= Exercise =
Pull out every line of the listing that contains the string "target" and copy each one in full.

= Supplied data =
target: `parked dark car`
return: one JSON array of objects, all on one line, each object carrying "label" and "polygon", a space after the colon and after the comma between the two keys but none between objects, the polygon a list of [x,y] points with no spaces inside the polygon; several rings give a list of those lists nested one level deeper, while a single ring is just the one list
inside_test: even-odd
...
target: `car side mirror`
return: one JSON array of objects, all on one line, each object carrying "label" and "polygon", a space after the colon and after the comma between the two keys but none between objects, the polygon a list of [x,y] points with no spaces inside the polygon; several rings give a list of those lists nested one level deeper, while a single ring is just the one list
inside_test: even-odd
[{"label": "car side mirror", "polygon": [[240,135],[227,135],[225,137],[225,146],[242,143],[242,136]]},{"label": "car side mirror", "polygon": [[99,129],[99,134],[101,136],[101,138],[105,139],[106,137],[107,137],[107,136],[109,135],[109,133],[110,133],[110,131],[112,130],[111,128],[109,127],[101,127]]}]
* * *
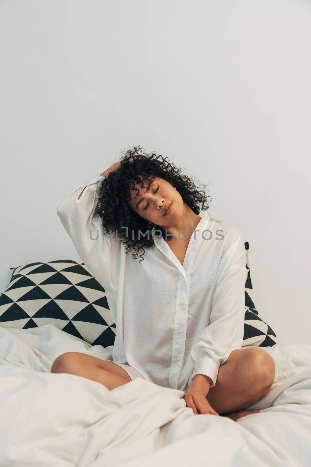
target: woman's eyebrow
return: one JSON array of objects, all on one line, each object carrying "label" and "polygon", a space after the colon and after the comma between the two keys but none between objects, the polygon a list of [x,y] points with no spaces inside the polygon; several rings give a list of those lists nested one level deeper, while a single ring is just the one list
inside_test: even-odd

= Written solution =
target: `parked dark car`
target: `car side mirror`
target: woman's eyebrow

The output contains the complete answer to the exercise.